» Instructions for the task: Copy these lines word for word, with nothing changed.

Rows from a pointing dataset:
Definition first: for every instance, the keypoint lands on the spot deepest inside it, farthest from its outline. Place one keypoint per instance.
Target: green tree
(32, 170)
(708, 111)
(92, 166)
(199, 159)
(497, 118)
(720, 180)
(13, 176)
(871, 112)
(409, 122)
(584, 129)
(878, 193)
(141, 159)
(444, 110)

» Reply to the task:
Definition first: for every instance, the keypoint lands on the spot deepest inside it, farthest from its outline. Place one keypoint per instance.
Target: green tree
(32, 170)
(708, 111)
(92, 166)
(199, 159)
(497, 118)
(720, 180)
(13, 176)
(871, 112)
(409, 122)
(584, 129)
(878, 193)
(141, 159)
(444, 110)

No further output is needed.